* [Exercise details]: Change "mark it" to "outline it" throughout the items below and write them out again with nothing else altered.

Stored dataset items

## start

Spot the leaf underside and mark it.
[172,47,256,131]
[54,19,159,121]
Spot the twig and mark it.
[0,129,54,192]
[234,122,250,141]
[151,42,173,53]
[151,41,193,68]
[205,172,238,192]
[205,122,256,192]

## end

* [Task result]:
Spot the leaf underside and outline it.
[172,47,256,131]
[54,19,159,121]
Spot the twig and outline it.
[0,129,54,192]
[234,122,250,141]
[151,42,173,53]
[151,41,193,68]
[205,172,238,192]
[205,122,256,192]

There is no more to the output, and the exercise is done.